**WRITTEN EXERCISE 1**
According to the 2010–11 Irish Cup text, which team did Linfield defeat in the final?

**PROVIDED PASSAGE**
• • • •

2010–11 Irish Cup

Tournament details
- Country: Northern Ireland
- Teams: 114

Final positions
- Champions: Linfield (41st win)
- Runners-up: Crusaders

Tournament statistics
- Matches played: 123
- Goals scored: 539 (4.38 per match)

= 2010–11 Irish Cup =

The 2010–11 Irish Cup (known as the JJB Sports Irish Cup for sponsorship reasons) was the 131st edition of the Irish Cup, Northern Ireland's premier football knock-out cup competition. The competition began on 18 September 2010 with the First Round and ended on 7 May 2011 with the Final.

Linfield were the champions, winning their fifth Irish Cup in the last six seasons, by defeating Crusaders 2–1 in the final, who were appearing in their second final in the last three seasons.
Crusaders qualified for the second qualifying round of the 2011–12 UEFA Europa League because Linfield had already qualified for the Champions League via the league.

==Results==
===First round===
The draw for the first round was held on 28 August 2010. Matches were scheduled to be played on 18 September 2010.

• • • •

**RECORDS PROVIDED**

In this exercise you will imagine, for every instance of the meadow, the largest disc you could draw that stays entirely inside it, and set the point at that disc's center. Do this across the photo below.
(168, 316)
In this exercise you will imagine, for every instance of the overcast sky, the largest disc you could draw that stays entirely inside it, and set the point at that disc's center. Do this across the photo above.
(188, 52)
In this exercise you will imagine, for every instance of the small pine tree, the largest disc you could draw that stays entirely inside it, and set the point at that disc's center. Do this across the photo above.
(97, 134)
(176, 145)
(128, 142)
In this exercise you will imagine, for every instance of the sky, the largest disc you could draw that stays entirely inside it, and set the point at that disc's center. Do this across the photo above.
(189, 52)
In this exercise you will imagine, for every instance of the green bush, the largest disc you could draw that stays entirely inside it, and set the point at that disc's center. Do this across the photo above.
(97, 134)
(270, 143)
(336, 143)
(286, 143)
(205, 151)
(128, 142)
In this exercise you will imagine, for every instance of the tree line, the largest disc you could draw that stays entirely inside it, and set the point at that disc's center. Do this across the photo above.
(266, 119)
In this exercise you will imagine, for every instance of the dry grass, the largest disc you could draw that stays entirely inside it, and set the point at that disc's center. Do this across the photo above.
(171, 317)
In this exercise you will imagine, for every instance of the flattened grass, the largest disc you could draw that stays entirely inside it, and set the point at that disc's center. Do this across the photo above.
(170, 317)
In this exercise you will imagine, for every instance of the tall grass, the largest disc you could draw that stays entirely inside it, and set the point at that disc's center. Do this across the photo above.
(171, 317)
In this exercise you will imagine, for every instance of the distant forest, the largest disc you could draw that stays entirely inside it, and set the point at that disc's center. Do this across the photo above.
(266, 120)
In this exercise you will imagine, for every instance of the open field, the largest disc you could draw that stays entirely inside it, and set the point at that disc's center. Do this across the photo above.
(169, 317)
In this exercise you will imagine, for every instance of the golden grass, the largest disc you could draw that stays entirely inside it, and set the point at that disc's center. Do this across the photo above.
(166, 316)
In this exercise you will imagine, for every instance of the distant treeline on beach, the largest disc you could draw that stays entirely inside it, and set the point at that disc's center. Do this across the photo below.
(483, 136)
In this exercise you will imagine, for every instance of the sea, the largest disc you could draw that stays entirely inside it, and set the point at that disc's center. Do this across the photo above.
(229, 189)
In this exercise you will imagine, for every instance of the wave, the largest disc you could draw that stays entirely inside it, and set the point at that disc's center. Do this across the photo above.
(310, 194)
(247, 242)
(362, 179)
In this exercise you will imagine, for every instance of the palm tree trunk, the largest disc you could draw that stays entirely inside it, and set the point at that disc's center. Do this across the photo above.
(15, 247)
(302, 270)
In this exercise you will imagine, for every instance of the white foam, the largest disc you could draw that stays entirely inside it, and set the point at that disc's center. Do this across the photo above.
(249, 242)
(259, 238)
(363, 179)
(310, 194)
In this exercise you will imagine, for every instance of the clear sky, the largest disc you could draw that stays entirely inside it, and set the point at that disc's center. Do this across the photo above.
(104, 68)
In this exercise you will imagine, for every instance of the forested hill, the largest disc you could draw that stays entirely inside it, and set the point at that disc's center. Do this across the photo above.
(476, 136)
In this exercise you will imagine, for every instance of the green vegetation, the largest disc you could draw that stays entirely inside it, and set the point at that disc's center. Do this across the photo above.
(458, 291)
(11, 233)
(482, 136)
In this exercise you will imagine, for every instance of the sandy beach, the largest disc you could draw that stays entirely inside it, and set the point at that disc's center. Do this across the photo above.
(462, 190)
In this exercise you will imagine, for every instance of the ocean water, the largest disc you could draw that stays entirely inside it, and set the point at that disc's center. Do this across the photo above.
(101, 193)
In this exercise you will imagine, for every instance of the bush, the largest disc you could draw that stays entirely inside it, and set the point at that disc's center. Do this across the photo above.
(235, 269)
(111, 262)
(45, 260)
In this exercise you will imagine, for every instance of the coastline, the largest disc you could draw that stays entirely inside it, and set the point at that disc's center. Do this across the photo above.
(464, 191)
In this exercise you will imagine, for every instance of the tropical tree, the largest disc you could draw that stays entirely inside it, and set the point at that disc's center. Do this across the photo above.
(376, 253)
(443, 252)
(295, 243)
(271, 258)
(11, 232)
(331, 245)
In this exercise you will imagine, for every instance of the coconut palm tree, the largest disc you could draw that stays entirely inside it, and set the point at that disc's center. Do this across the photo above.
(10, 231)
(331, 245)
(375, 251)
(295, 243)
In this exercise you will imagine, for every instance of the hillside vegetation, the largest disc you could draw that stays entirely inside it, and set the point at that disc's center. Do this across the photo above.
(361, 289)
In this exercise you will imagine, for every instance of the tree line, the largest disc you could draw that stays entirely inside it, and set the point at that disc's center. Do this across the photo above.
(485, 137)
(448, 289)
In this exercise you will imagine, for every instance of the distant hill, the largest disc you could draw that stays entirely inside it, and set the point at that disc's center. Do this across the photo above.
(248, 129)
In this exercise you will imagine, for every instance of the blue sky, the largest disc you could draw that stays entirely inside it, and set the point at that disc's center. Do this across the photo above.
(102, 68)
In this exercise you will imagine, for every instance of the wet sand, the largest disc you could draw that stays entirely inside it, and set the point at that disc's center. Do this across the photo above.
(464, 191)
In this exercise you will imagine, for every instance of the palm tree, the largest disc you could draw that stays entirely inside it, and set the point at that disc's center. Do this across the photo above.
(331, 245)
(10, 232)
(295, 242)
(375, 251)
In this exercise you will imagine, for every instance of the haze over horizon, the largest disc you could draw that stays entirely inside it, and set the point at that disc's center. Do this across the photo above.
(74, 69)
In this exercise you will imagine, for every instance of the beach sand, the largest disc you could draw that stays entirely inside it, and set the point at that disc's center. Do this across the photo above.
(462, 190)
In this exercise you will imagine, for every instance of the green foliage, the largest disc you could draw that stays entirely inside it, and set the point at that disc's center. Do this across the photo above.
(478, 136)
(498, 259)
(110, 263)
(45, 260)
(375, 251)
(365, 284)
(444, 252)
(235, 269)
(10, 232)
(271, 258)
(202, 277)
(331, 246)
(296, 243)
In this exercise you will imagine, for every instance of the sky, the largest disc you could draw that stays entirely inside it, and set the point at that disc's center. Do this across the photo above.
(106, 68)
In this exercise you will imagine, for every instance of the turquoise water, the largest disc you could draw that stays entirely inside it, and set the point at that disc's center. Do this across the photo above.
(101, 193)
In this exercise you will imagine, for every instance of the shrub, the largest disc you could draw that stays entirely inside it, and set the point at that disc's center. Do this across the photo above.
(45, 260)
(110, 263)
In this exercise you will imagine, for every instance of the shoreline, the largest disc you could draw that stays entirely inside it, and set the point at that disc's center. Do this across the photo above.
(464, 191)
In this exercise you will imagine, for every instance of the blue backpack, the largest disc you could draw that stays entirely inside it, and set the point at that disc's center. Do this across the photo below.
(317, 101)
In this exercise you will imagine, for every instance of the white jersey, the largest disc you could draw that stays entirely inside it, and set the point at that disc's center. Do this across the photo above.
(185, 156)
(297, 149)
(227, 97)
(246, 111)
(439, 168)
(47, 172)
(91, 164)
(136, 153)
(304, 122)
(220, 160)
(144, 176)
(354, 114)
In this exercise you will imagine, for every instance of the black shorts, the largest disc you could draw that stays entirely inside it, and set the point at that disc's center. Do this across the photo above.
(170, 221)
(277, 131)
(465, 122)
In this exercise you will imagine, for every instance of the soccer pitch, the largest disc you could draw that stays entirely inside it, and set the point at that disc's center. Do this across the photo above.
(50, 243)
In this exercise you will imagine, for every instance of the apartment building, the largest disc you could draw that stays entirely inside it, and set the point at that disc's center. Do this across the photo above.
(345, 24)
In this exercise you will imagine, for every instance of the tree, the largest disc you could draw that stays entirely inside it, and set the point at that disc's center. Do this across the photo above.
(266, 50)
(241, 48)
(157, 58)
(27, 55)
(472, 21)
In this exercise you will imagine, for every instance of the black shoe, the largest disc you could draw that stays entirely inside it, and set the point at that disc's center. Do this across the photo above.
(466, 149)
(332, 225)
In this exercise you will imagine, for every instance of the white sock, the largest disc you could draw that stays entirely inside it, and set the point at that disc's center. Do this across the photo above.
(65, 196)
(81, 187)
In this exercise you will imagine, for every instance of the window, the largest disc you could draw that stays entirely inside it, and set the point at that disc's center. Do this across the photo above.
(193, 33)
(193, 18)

• • • •

**WRITTEN EXERCISE 2**
Please put the lines of the records, from the line containing "white sock, the" through the last line of the records, inclusive, into a JSON list of strings, one string per line, leaving out blank lines.

**WORKED SOLUTION 1**
Crusaders, by a score of 2–1.

**WORKED SOLUTION 2**
[
  "In this exercise you will imagine, for every instance of the white sock, the largest disc you could draw that stays entirely inside it, and set the point at that disc's center. Do this across the photo above.",
  "(65, 196)",
  "(81, 187)",
  "In this exercise you will imagine, for every instance of the window, the largest disc you could draw that stays entirely inside it, and set the point at that disc's center. Do this across the photo above.",
  "(193, 33)",
  "(193, 18)"
]